• [Stated goal]
Express every entry below as a two-column CSV with the columns entry_text and answer, one row per entry. Put the entry's text and its answer each in a single quoted field, with line breaks replaced by spaces.

## Begin Dataset extract

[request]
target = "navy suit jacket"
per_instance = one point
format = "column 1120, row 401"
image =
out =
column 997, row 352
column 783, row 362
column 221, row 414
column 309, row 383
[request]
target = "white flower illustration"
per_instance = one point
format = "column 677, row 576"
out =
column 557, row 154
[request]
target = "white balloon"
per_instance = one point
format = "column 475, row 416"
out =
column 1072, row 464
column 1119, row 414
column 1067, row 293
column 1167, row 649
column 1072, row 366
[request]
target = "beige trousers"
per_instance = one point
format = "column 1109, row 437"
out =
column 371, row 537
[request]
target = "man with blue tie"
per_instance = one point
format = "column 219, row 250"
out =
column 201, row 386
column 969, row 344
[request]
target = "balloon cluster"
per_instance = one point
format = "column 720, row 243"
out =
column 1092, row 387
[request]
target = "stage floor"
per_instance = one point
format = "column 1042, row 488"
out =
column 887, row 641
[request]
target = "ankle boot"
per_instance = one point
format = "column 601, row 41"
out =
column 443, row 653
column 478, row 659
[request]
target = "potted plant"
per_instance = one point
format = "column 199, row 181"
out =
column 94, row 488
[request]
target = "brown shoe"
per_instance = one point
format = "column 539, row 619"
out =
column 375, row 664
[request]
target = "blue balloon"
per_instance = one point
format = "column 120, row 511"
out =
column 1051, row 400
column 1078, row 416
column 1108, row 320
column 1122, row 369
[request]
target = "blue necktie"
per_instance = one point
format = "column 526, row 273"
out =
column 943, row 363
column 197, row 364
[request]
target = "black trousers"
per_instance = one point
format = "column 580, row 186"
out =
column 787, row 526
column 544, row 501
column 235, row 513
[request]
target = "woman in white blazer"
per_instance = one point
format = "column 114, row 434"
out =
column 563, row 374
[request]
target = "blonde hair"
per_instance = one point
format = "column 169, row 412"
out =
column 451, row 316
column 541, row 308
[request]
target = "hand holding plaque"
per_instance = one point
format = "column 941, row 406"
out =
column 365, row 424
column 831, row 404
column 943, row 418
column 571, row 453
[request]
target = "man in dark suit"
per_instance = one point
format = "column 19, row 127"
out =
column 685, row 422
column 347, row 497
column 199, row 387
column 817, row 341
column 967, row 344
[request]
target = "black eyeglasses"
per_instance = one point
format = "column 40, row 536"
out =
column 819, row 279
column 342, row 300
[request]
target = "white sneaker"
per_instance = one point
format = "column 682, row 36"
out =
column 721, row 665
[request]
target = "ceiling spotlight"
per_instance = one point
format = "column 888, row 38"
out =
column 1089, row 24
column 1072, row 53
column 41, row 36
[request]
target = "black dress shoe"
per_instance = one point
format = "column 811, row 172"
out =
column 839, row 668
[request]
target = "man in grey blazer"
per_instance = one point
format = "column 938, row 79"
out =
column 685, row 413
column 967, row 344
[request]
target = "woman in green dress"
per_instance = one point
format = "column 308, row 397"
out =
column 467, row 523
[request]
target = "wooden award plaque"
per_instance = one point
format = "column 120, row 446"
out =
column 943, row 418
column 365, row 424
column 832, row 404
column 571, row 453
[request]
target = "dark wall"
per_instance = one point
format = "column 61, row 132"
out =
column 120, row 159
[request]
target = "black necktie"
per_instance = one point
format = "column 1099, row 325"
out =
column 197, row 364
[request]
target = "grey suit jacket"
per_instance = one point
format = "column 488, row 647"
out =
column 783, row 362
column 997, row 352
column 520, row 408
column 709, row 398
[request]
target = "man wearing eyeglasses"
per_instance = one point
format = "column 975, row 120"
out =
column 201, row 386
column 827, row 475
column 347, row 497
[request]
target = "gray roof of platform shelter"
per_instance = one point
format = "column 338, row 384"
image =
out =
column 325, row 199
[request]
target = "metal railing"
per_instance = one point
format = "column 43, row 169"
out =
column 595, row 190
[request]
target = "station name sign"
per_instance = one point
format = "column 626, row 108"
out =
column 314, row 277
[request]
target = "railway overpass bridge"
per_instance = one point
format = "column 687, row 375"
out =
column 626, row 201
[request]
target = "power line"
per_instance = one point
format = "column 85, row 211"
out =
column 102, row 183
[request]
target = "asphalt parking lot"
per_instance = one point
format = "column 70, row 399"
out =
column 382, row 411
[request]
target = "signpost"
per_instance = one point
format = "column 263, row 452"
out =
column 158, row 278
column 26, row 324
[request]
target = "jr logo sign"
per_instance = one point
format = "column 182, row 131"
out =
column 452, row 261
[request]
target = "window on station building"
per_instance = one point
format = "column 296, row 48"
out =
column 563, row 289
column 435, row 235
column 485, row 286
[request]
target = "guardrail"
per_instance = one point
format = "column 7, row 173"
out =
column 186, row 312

## End Dataset extract

• [Output for this exercise]
entry_text,answer
"[request] target = ""navy suit jacket"" per_instance = one point format = ""column 1120, row 401"" image = out =","column 997, row 352 column 783, row 362 column 221, row 414 column 309, row 383"
"[request] target = ""white flower illustration"" per_instance = one point format = ""column 677, row 576"" out =","column 557, row 154"
"[request] target = ""white balloon"" per_instance = one point format = ""column 475, row 416"" out =","column 1072, row 464 column 1119, row 414 column 1067, row 293 column 1167, row 649 column 1072, row 366"
"[request] target = ""beige trousers"" per_instance = one point format = ""column 1109, row 437"" out =","column 371, row 537"
"[request] target = ""man with blue tie"" per_instance = one point format = ""column 219, row 250"" out =","column 201, row 386 column 969, row 344"
"[request] target = ""balloon cluster"" per_instance = one point format = ""column 720, row 243"" out =","column 1092, row 387"
"[request] target = ""stage floor"" per_instance = one point format = ""column 1042, row 488"" out =","column 887, row 641"
"[request] target = ""ankle boot"" per_instance = one point format = ""column 601, row 41"" out =","column 443, row 653 column 478, row 659"
"[request] target = ""potted plant"" per_instance = one point format = ""column 199, row 181"" out =","column 94, row 488"
"[request] target = ""brown shoe"" per_instance = one point format = ""column 539, row 619"" out =","column 375, row 664"
"[request] target = ""blue balloon"" per_instance = one point format = ""column 120, row 511"" out =","column 1051, row 400 column 1078, row 416 column 1108, row 320 column 1122, row 369"
"[request] target = ""blue necktie"" per_instance = one point format = ""column 526, row 273"" out =","column 943, row 363 column 197, row 364"
"[request] target = ""black trousers"" per_instance = one point format = ""column 580, row 186"" out =","column 787, row 526 column 544, row 501 column 235, row 513"
"[request] target = ""woman in white blazer"" per_instance = one point format = ""column 114, row 434"" out =","column 563, row 374"
"[request] target = ""blonde hair"" per_instance = one point format = ""column 169, row 412"" out =","column 451, row 316 column 541, row 308"
"[request] target = ""hand holding plaque"" per_instance = one point format = ""column 941, row 406"" out =","column 365, row 424 column 831, row 404 column 943, row 418 column 571, row 453"
"[request] target = ""man in dark suit"" per_instance = one point format = ""column 19, row 127"" out =","column 685, row 422 column 347, row 497 column 199, row 387 column 817, row 341 column 967, row 344"
"[request] target = ""black eyeglasses"" per_instance = one point format = ""column 40, row 536"" out =","column 819, row 279 column 342, row 300"
"[request] target = ""white sneaker"" per_instance = one point format = ""column 682, row 36"" out =","column 721, row 665"
"[request] target = ""ceiling spotlight"" per_instance = one point format = ""column 888, row 38"" out =","column 1089, row 24 column 1072, row 53 column 41, row 36"
"[request] target = ""black dress shoe"" per_instance = one point format = ""column 811, row 172"" out =","column 839, row 668"
"[request] target = ""man in grey blazer"" per_instance = one point format = ""column 938, row 79"" out =","column 685, row 413 column 967, row 344"
"[request] target = ""woman in green dress"" per_instance = one point format = ""column 308, row 397"" out =","column 467, row 523"
"[request] target = ""wooden award plaque"" per_instance = one point format = ""column 120, row 446"" out =","column 943, row 418 column 365, row 424 column 832, row 404 column 571, row 453"
"[request] target = ""dark wall"" per_instance = one point format = ""column 61, row 132"" out =","column 120, row 159"
"[request] target = ""black necktie"" per_instance = one point format = ""column 1099, row 325"" out =","column 197, row 364"
"[request] target = ""grey suit jacket"" per_instance = one point format = ""column 488, row 647"" out =","column 783, row 362 column 997, row 352 column 520, row 408 column 709, row 398"
"[request] target = ""man wearing eyeglasses"" per_instance = one point format = ""column 975, row 120"" out =","column 201, row 386 column 827, row 475 column 347, row 497"
"[request] target = ""gray roof of platform shelter"" per_instance = one point format = ""column 338, row 384"" image = out =","column 325, row 199"
"[request] target = ""metal railing"" per_instance = one point format = ""column 43, row 169"" out =","column 595, row 190"
"[request] target = ""station name sign"" per_instance = one point format = ""column 626, row 108"" out =","column 314, row 277"
"[request] target = ""railway overpass bridge"" per_instance = one point format = ""column 687, row 375"" out =","column 626, row 201"
"[request] target = ""power line"" per_instance = one point format = ""column 85, row 211"" out =","column 102, row 183"
"[request] target = ""asphalt parking lot"" per_instance = one point format = ""column 70, row 399"" out =","column 382, row 411"
"[request] target = ""signpost"" per_instance = one point format = ""column 263, row 452"" out =","column 158, row 278 column 26, row 324"
"[request] target = ""jr logo sign"" per_instance = one point format = ""column 182, row 131"" out =","column 452, row 261"
"[request] target = ""window on station building"" per_instance = one point format = ""column 296, row 48"" out =","column 563, row 289 column 435, row 235 column 485, row 286"
"[request] target = ""guardrail"" per_instance = one point format = ""column 7, row 173"" out =","column 186, row 312"